### WHAT THE EXERCISE ASKS:
Pick out every line in the rows below that contains the word "post", with case counting, and copy each of those lines.

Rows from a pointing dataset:
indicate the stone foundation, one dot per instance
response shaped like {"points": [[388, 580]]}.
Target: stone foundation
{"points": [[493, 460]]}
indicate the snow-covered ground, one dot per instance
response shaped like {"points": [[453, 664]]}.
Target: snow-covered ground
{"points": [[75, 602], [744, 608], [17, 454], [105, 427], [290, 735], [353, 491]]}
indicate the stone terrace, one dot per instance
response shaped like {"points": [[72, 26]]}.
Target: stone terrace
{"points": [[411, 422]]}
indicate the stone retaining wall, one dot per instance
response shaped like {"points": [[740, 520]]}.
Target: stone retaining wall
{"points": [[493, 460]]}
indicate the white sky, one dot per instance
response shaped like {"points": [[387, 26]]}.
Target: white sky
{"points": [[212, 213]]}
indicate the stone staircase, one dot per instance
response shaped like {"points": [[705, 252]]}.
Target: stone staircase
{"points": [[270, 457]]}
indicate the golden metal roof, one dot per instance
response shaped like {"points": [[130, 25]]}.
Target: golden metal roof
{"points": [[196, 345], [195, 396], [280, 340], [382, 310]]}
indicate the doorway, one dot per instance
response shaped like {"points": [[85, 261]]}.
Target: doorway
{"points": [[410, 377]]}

...

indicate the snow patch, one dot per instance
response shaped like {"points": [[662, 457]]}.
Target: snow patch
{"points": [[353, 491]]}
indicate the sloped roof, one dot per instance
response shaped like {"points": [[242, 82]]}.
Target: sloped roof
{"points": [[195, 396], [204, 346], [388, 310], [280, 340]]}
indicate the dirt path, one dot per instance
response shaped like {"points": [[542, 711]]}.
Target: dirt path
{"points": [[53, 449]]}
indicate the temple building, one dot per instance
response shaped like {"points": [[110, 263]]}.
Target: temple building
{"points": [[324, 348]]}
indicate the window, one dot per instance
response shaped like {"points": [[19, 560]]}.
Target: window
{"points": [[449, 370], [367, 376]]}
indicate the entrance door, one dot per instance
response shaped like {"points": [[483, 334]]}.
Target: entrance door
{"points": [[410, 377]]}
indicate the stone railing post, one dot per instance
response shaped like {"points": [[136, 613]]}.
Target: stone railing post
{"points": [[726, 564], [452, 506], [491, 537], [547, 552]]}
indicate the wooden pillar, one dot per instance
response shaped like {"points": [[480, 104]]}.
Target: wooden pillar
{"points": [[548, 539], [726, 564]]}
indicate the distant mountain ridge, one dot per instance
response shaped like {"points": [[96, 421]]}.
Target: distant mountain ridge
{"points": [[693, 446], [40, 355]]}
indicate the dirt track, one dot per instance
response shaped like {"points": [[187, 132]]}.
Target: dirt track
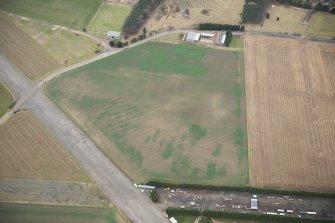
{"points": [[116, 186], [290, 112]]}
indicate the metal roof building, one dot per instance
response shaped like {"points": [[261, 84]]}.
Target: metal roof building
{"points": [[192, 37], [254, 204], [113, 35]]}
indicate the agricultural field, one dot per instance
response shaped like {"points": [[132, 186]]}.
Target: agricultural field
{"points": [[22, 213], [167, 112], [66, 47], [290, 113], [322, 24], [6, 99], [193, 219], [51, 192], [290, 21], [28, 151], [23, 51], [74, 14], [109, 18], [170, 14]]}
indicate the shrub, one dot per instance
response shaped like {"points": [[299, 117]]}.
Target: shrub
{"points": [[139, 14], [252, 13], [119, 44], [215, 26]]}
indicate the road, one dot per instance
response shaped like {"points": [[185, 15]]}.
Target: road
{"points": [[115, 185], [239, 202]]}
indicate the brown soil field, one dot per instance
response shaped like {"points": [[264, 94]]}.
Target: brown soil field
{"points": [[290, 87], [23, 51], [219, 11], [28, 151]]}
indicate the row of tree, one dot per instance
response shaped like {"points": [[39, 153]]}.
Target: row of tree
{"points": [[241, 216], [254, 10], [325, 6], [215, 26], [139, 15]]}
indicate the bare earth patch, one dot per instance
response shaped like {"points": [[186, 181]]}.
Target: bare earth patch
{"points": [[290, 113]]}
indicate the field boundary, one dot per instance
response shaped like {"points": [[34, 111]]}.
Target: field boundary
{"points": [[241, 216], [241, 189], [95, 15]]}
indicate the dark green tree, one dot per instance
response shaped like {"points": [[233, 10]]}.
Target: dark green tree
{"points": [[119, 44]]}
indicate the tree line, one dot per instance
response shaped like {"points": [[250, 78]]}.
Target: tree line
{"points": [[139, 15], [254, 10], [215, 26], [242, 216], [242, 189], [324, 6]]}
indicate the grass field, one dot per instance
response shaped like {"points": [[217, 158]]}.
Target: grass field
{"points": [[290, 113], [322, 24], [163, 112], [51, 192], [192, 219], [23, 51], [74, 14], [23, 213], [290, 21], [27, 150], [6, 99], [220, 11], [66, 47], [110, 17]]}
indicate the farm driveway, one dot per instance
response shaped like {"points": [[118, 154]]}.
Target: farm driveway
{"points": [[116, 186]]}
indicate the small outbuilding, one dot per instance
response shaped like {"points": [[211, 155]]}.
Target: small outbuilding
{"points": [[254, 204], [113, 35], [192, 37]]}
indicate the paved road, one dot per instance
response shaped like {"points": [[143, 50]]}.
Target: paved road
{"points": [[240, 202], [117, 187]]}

### THE ANSWER:
indicate the stone railing post, one dot per instance
Target: stone railing post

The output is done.